*Task input*:
━━━━━━

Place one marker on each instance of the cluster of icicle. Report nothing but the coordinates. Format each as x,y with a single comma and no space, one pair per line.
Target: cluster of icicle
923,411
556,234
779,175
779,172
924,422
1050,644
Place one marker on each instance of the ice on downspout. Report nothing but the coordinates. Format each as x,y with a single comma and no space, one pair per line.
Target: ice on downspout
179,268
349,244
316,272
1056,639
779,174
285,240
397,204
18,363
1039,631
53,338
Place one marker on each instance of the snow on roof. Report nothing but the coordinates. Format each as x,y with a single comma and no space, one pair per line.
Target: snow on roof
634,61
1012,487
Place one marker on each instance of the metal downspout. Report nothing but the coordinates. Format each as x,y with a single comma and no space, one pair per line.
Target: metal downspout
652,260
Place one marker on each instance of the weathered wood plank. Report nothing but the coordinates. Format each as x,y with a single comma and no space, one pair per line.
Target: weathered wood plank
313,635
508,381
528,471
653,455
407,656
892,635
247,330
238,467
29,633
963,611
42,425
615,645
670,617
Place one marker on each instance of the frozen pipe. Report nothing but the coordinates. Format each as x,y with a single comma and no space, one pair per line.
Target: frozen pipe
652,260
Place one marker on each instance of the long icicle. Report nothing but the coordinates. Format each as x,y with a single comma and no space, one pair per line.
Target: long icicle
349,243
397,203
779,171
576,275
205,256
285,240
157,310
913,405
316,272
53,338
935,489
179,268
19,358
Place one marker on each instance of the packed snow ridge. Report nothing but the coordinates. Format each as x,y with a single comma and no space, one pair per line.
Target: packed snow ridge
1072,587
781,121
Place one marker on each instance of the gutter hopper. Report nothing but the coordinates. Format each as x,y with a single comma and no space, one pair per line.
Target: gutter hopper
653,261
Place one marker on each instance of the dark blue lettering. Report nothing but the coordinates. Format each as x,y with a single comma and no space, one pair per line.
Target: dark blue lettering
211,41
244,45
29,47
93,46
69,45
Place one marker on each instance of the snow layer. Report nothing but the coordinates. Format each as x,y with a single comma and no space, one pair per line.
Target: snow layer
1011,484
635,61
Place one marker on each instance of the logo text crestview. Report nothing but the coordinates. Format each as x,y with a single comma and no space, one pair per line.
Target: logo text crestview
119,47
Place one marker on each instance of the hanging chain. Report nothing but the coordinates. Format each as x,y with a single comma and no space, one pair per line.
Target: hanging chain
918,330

━━━━━━

*What the task asks*: Copy out all of the records above, changing "marker" to "point" at every occurrence and keeping every other character as it is.

*Answer to this problem*:
Place one point on each instance of the cluster of icicle. Report nothing but the coordinates. Format each as x,y with a single comma and no space, one pair per line.
Target: cluster of icicle
923,411
556,234
779,175
779,172
924,422
1050,644
Place one point on each instance of the ice on downspout. Report nothing but the coordinates. Format each as x,y with a single comma and no space, one pair per line.
Target: ice on downspout
179,268
349,244
316,272
1056,639
779,174
285,240
397,204
18,363
1039,631
53,338
Place one point on each instance of the snow on roof. Report nothing but the coordinates. Format each as x,y with a single comma and no space, one pair per line.
Target: snow on roof
634,61
1012,487
Place one point on each instance of the metal downspout. Report nothing but the coordinates. Format each as x,y with a single comma and no space, one pair per line.
Target: metal downspout
652,260
Place one point on each instance of the weathered wood plank. Report nothing but the coordinates. Format each as x,y with a single comma and no space, one pair per line.
Target: weathered wood plank
313,635
508,381
528,471
653,455
407,656
892,635
247,330
238,467
29,633
963,611
42,425
615,645
670,617
Place one point on each instance of the frozen pipe. Report nothing but the coordinates. Format each as x,y with a single comma and no space, one pair per line.
Target: frozen pipe
652,260
Place one point on each instance of the long icicle. Report nothing but the coordinates. Format each as x,y with a single comma and no space, one pair per line.
Target: long icicle
349,243
397,203
779,171
576,275
205,256
285,240
157,310
913,405
316,272
53,338
935,489
179,268
19,358
Place one point on each instance of the packed snow ridge. Report nothing but the coordinates. Format each as x,y with a single comma and no space, one pair per line.
Target: packed snow ridge
1072,587
781,121
Place one point on each instance of the gutter hopper. Report nothing but the coordinates. Format each as x,y with a single comma and no space, one pair per line.
Target: gutter hopper
653,261
Place one point on each instance of the dark blue lettering. Report nothing but the coordinates. Format each as x,y with a single comma and no space, one pair per line.
Target: dark blue lettering
211,41
244,45
29,47
93,46
69,45
Place one point on each instance of the snow layer. Report nothing but the coordinates. Format each as x,y with a single comma and no space, one pair per line.
Target: snow layer
1011,484
635,61
Place one point on each instance of the logo text crestview. Report nothing but the coordinates. Format each as x,y with a single comma and no space, one pair per line.
Target: logo text crestview
119,47
Place one point on each instance of the hanging chain. Report nothing but the coordinates. Format each as x,y with a single comma and no space, one pair per line.
Target: hanging chain
918,330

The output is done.